_Task to carry out_. Copy every line of the records below exactly, with nothing changed.

_Materials provided_.
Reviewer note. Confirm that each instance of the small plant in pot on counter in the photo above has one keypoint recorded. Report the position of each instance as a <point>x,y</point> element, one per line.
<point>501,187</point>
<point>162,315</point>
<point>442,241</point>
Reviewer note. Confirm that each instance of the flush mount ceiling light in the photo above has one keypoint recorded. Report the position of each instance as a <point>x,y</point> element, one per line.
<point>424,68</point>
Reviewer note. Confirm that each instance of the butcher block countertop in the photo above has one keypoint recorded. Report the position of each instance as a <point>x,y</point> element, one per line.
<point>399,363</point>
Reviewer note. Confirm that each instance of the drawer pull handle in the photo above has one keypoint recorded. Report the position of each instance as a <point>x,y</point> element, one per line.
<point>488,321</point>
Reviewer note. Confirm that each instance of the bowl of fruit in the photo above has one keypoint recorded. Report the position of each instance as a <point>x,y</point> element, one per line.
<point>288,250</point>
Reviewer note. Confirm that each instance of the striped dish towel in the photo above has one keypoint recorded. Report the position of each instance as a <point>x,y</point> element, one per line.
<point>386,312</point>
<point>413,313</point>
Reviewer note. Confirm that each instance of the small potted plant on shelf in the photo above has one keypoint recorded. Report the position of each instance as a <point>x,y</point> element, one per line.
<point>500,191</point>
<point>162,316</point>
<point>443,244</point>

_Answer to this problem_.
Reviewer note. Confirm that each instance of the small plant in pot on counter in the photo above has one keypoint recorded. Report the position of each instance as a <point>x,y</point> element, one per line.
<point>501,187</point>
<point>162,315</point>
<point>442,241</point>
Reviewer note. Confirm that each instance of the flush mount ceiling light in the photo above has one keypoint recorded. Report the position of each instance as a <point>x,y</point> element, one per line.
<point>424,68</point>
Reviewer note. Confirm that each instance of the butcher block countertop in the photo above has one keypoint recorded. Report the position of each instance as a <point>x,y</point> element, one per line.
<point>399,363</point>
Reviewer note. Confirm that each instance of the drawer pull handle in the photo above has one keypoint recorded. Report the position of each instance as a <point>x,y</point> element, one per line.
<point>488,321</point>
Reviewer note. Confirm that each instance of the bowl of fruit in the photo above has one keypoint recorded. Report the position of each instance as a <point>x,y</point> element, one per line.
<point>288,250</point>
Reviewer note. Confirm that each instance of the striped dish towel in the photo above has one keypoint recorded. Report the position of each instance as a <point>x,y</point> element, one per line.
<point>386,312</point>
<point>413,313</point>
Reviewer note. Confirm that each instance of the small potted plant on shelf in the photo above has one keypoint recorded. Report the position of each instance as a <point>x,y</point> element, one per line.
<point>500,191</point>
<point>162,316</point>
<point>443,244</point>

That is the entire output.